**Your objective**
If a line below includes the string "bbox", copy it.

**Given records**
++++++++++
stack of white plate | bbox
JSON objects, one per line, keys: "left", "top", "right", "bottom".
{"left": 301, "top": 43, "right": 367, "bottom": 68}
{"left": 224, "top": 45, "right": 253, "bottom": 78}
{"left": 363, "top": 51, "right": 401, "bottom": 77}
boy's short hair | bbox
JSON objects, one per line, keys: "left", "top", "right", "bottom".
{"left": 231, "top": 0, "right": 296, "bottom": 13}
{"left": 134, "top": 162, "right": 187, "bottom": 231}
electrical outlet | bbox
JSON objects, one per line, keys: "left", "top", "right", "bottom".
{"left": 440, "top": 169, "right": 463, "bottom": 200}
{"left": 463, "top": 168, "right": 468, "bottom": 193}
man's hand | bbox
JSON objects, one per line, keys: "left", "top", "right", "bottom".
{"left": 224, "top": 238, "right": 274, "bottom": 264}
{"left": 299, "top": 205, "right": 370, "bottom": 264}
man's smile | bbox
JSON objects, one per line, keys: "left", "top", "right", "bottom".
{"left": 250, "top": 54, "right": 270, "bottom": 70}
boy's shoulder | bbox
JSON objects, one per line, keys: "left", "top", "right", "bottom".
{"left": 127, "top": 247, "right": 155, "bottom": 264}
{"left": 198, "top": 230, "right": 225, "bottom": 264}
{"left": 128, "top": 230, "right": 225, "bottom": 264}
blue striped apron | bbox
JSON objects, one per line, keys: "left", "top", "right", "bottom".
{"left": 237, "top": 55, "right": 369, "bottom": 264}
++++++++++
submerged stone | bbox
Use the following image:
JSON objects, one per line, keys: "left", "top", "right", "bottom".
++++++++++
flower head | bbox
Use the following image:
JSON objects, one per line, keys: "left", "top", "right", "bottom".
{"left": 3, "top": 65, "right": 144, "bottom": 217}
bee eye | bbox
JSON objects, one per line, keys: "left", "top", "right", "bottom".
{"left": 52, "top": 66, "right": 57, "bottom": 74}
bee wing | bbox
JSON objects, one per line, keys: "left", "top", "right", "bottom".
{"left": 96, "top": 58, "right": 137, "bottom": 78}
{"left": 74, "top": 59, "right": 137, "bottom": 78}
++++++++++
**Task response**
stack of white plate | bbox
boy's short hair | bbox
electrical outlet | bbox
man's hand | bbox
man's smile | bbox
boy's shoulder | bbox
blue striped apron | bbox
submerged stone | bbox
flower head | bbox
bee eye | bbox
bee wing | bbox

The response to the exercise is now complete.